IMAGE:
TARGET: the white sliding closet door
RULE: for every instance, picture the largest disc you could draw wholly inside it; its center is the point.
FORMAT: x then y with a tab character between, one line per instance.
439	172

◆ **TASK REQUIREMENTS**
Give every entry again in full, precisely as written above.

◆ **RESPONSE TO THE TASK**
IMAGE:
TARGET: the white sliding closet door
RULE: for every instance, picture the largest disc you could draw wholly inside it; its center is the point.
FORMAT: x then y with a tab character between, one line per instance.
439	172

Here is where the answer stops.